Supplied passage

<<<<

Snowy tree-lined road at sunrise.

Call them resolutions, aspirations, intentions, whatever. I pray that a year from now these will have been true of me in 2014:

1.  She lived in and led from the roominess of God.

“The Good Shepherd leads his sheep out of the tight and tiny boxes in which we lock ourselves into his spacious pastures.”
~ Timothy Radcliff

“All that is true, by whomsoever it has been said, has its origin in the Spirit.”
~ Thomas Aquinas

2. She wore her own face.

“Now I become myself.
It’s taken time, many years and places.
I have been dissolved and shaken,
Worn other people’s faces…”
~ May Sarton, “Now I Become Myself”

“The leaders of the future will be those who dare to claim their irrelevance in the contemporary world as a divine vocation… and to stand in this world with nothing to offer but their own vulnerable selves.”
~ Henri J. M. Nouwen

3. She was mindful of each moment.

“We spend a long time wishing we were elsewhere and otherwise.”

>>>>

Data extract
<<<<

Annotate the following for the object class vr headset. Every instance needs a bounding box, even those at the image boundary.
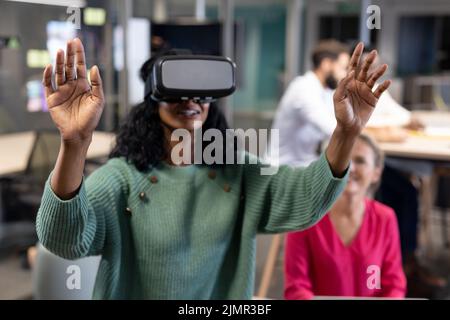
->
[145,55,236,103]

>>>>

Tasks to carry out
A. Reproduce the stretch of the 2014 resolutions text above from "Snowy tree-lined road" through "roominess of God.".
B. In the 2014 resolutions text, who is credited with the quotation about the Good Shepherd leading his sheep out of tight and tiny boxes?
C. According to the Thomas Aquinas quotation in the 2014 resolutions text, why does it not matter who said something true? Answer in one to three sentences.

Solutions by task
A.
Snowy tree-lined road at sunrise.

Call them resolutions, aspirations, intentions, whatever. I pray that a year from now these will have been true of me in 2014:

1.  She lived in and led from the roominess of God.

B. Timothy Radcliff.

C. Everything true has its origin in the Spirit, no matter who said it.